Repeat, without any change, the entries presented below.

* Start Material provided *

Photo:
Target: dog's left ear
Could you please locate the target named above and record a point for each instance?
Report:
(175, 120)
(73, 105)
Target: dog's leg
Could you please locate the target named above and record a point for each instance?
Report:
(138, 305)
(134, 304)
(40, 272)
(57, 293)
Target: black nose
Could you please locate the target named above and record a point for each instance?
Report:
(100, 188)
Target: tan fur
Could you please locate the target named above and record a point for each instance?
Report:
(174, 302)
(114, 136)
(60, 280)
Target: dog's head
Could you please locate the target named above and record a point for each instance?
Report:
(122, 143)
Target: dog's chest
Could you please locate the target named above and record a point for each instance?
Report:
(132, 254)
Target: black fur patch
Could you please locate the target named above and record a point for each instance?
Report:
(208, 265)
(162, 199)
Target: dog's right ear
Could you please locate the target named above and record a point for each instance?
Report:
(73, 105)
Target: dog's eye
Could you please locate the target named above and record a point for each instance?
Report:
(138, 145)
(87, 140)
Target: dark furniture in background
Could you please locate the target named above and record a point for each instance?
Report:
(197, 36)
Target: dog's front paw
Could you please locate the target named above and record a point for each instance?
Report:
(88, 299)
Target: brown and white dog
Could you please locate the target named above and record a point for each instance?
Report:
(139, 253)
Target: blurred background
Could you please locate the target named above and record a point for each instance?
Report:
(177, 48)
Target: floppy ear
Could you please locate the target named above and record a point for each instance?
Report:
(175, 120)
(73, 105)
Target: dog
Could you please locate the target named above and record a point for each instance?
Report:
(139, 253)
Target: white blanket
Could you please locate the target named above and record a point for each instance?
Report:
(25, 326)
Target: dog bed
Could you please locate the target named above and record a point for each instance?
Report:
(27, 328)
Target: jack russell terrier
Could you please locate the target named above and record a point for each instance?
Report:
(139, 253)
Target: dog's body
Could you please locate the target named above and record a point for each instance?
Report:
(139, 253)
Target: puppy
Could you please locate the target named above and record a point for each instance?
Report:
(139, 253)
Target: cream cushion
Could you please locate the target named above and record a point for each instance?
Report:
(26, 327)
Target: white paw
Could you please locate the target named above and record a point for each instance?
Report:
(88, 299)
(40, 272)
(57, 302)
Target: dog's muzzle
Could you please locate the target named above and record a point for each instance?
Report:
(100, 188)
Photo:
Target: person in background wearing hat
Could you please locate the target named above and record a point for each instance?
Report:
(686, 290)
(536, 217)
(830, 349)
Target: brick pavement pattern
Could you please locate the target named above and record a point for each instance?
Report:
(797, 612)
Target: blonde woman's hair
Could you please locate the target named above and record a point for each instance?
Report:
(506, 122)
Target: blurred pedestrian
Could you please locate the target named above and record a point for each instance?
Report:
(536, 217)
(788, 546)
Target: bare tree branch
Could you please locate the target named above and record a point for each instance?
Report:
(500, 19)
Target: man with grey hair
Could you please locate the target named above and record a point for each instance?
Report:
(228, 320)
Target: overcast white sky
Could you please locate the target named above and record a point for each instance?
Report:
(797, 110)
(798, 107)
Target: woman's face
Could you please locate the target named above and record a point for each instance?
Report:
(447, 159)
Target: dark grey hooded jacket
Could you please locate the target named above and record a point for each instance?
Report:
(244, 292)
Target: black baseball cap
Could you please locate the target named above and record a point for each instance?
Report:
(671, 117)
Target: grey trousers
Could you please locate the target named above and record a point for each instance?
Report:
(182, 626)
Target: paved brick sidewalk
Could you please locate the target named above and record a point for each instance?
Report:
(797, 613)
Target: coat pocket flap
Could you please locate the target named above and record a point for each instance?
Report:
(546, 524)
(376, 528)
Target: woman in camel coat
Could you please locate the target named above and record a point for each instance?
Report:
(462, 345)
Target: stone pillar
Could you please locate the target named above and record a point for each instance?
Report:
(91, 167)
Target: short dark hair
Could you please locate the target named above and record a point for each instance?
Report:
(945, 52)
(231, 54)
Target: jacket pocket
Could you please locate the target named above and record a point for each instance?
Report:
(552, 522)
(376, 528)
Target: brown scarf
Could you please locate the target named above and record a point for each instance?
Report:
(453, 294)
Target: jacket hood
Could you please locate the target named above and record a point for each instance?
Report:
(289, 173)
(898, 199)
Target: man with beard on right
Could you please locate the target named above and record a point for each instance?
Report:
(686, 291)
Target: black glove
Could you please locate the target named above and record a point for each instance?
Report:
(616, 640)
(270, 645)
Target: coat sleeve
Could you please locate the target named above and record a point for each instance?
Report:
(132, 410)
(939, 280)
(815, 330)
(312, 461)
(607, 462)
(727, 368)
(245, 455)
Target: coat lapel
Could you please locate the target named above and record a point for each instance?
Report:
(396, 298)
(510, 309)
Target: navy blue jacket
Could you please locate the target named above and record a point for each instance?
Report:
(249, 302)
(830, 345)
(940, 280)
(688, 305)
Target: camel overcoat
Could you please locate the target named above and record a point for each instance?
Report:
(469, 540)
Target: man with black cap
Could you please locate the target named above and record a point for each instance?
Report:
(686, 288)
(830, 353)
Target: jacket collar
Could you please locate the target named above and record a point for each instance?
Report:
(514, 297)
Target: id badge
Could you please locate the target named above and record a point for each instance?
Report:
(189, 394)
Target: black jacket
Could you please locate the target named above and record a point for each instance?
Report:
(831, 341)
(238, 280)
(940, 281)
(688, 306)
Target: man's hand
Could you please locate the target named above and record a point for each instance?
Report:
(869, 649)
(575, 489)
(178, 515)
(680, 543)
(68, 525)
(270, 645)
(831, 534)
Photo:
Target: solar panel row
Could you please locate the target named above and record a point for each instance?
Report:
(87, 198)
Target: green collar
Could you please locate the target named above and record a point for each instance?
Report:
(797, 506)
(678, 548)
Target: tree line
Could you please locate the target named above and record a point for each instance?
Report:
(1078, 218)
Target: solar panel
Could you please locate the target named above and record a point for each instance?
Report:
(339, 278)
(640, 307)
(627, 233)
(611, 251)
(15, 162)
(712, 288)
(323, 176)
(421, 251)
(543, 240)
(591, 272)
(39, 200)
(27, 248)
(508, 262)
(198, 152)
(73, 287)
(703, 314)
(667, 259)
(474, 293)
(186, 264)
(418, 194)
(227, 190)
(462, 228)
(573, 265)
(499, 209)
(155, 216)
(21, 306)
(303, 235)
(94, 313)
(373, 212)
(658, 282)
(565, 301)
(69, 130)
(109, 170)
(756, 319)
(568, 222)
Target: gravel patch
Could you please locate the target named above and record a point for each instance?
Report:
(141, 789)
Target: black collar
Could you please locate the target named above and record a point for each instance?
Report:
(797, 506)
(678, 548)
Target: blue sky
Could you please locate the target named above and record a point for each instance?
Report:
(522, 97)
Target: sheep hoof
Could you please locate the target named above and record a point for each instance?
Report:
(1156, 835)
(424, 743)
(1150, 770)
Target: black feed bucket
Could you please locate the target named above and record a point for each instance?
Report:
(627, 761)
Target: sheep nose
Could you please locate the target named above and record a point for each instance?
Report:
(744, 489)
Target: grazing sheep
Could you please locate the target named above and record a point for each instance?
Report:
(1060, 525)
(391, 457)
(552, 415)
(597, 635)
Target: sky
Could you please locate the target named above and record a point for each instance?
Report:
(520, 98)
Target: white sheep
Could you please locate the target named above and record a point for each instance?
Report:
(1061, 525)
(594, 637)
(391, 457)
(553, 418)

* End Material provided *

▸ **Complete response**
Photo:
Target: dog's left ear
Could you please locate the target named above and record a point for each instance?
Report:
(175, 120)
(73, 105)
Target: dog's leg
Could you please locate the target named above and record a point for each instance?
Report:
(138, 305)
(134, 304)
(40, 272)
(57, 293)
Target: black nose
Could you please locate the target named above and record a point for each instance?
Report:
(100, 188)
Target: tan fur
Could you please locate the target named above and record a point for each instance?
Report:
(174, 302)
(114, 136)
(60, 280)
Target: dog's head
Could you please locate the target named above and record a point for each instance?
Report:
(122, 143)
Target: dog's chest
Could you please locate the target named above and record a point for each instance?
Report:
(132, 254)
Target: black fur patch
Could you please locate the target named above and record a point for each instance?
Report:
(208, 265)
(162, 199)
Target: dog's right ear
Could you please locate the target named above and record a point for each instance?
Report:
(73, 105)
Target: dog's eye
Could you please locate the target named above and record a point for each instance?
Report:
(138, 145)
(87, 140)
Target: dark furniture in background
Could you please locate the target named above and record a point for each instance?
Report:
(197, 36)
Target: dog's front paw
Could you please locate the target named above and record a point for each instance?
Report:
(88, 299)
Target: brown and white dog
Could you please locate the target named above and record a point for each instance?
Report:
(139, 253)
Target: blurred background
Could you please locate the target named above and record a point for each instance?
Report:
(177, 48)
Target: floppy ear
Could you please locate the target named above and record a point for each instance?
Report:
(175, 120)
(73, 105)
Target: dog
Could you please locate the target named above and record a point for each instance?
Report:
(139, 253)
Target: white blanket
Could you please locate the target named above and record a point for each instance?
Report:
(25, 326)
Target: dog bed
Could you please locate the target named above and record a point for each instance?
Report:
(27, 328)
Target: jack russell terrier
Could you please locate the target named above and record a point for each instance?
Report:
(139, 253)
Target: dog's body
Could you please locate the target named above and record a point for each instance?
Report:
(139, 253)
Target: puppy
Could you please locate the target named above and record a point for each instance?
Report:
(139, 253)
Target: cream cushion
Could you please locate the target named above and record a point for each instance?
Report:
(26, 327)
Target: white paw
Could you please locate the target named above and record a point for each instance?
Report:
(88, 299)
(40, 272)
(57, 302)
Target: dog's muzzle
Could you please locate the target named above and record a point for each instance?
Report:
(100, 188)
Photo:
Target: person in background wearing hat
Could you please locate the target named above and record a point for each instance?
Report:
(686, 290)
(536, 217)
(830, 349)
Target: brick pavement pattern
Could you please locate the target named above and record a point for each instance?
Report:
(797, 612)
Target: blonde woman's hair
Could you please locate the target named above and record a point for each instance?
Report:
(506, 122)
Target: blurred pedestrian
Could you please locate the target named above and record a point for each instance?
Report:
(536, 217)
(788, 546)
Target: bare tree branch
Could you please locate the target named above and record a point for each instance?
Report:
(500, 19)
Target: man with grey hair
Could you please locate the target named above and record a point for each instance?
Report:
(228, 320)
Target: overcast white sky
Could you please locate the target named above and record a point for each instance?
Report:
(797, 110)
(798, 107)
Target: woman's face
Could you please locate the target named above and record a point for each instance?
Report:
(447, 159)
Target: dark grey hooded jacket
Could you please locate the target named above and record a point for each instance?
Report:
(244, 292)
Target: black baseball cap
Could you please locate the target named above and record a point for each instance?
Report:
(671, 117)
Target: grey trousers
Could you please locate the target named above and record a point for each instance?
Report:
(182, 626)
Target: paved brick sidewalk
Could you please locate the target named above and record a point for each instance?
Report:
(797, 613)
Target: coat pocket flap
Could you please locate the target named above and record a point for each instance?
Report:
(546, 524)
(376, 528)
Target: woman in camel coat
Could you please locate the target named above and record a point for each instance?
Report:
(462, 345)
Target: stone pillar
Could you please locate the target named above and record a point for each instance?
Report:
(91, 167)
Target: short dark hair
Could you please locate the target named above and record a point for each instance?
Report:
(945, 52)
(231, 54)
Target: jacket pocket
Could you please locate the target named above and record a point for each instance?
Report:
(552, 522)
(376, 528)
Target: brown scarf
Could you please locate the target named above and record a point for each instance?
Report:
(453, 294)
Target: jacket hood
Could you please locate the target named above and record a point for each instance?
Report:
(289, 173)
(898, 199)
Target: man with beard on right
Could you please locate the target named above and record a point for each instance?
Report:
(686, 291)
Target: black glove
Could you please locate the target named above and record a point for each instance?
Report:
(616, 640)
(270, 645)
Target: coat sleeve
Could you please locate the target named above and record a point for each instance?
Report:
(132, 410)
(939, 280)
(815, 330)
(312, 461)
(607, 462)
(727, 368)
(245, 455)
Target: coat lapel
Could you please locate the target named above and record a point for each instance?
Report:
(396, 298)
(510, 309)
Target: navy blue jacket
Could you please locate the target named above and record a point for each instance?
Report:
(249, 302)
(830, 345)
(940, 280)
(688, 305)
Target: camel overcoat
Could you please locate the target named above and record a point for each instance?
Report:
(469, 540)
Target: man with black cap
Could you please locate the target named above and record a point for each instance?
Report:
(686, 288)
(830, 353)
Target: jacket collar
Could you please locate the target named above and record a point for each instance?
Report:
(514, 297)
Target: id badge
Could you please locate the target named above and record a point for each instance?
Report:
(189, 394)
Target: black jacket
Could you please locate the target named above and record a point for each instance?
Report:
(831, 341)
(238, 280)
(940, 281)
(688, 306)
Target: man's hand
Could you please locate the target named above and record a point for each instance?
Report:
(869, 649)
(575, 489)
(178, 515)
(680, 543)
(68, 525)
(270, 645)
(831, 534)
Photo:
Target: solar panel row
Could you please locate the target named above and record a point for each instance?
Report:
(87, 198)
Target: green collar
Could you please locate the target named above and record a point for each instance?
Report:
(797, 506)
(678, 548)
Target: tree line
Could you please locate the target named above and record a point for each instance?
Report:
(1078, 218)
Target: solar panel
Could you please locate the target named above and record a point for each instance?
Report:
(339, 278)
(640, 307)
(627, 233)
(611, 251)
(15, 162)
(712, 288)
(323, 176)
(421, 251)
(543, 240)
(591, 272)
(39, 200)
(27, 248)
(508, 262)
(198, 152)
(73, 287)
(703, 314)
(667, 259)
(474, 293)
(186, 264)
(418, 194)
(227, 190)
(462, 228)
(573, 265)
(499, 209)
(155, 216)
(21, 306)
(303, 235)
(94, 313)
(373, 212)
(658, 282)
(565, 301)
(69, 130)
(109, 170)
(756, 319)
(568, 222)
Target: gravel patch
Could you please locate the target named above and record a point for each instance?
Report:
(141, 789)
Target: black collar
Could you please locate the target named above and record a point for each instance?
Report:
(797, 506)
(678, 548)
Target: blue sky
Could you please locate the target named above and record a point for each instance?
Report:
(522, 97)
Target: sheep hoof
Could you please locate the target named above and record a point for each instance?
Report:
(1156, 835)
(424, 743)
(1150, 770)
Target: black feed bucket
Could you please locate the target named above and record a point for each instance?
Report:
(627, 761)
Target: sheep nose
Could you please locate the target named above and record a point for each instance?
Report:
(744, 489)
Target: grazing sheep
Could you please locate the target named above and record a point for each instance?
Report:
(1060, 525)
(391, 457)
(552, 415)
(597, 635)
Target: sky
Could you please locate the target named above and record a point for each instance?
Report:
(520, 98)
Target: white sheep
Could you please locate the target named above and record a point for each instance?
Report:
(1061, 525)
(594, 637)
(391, 457)
(553, 418)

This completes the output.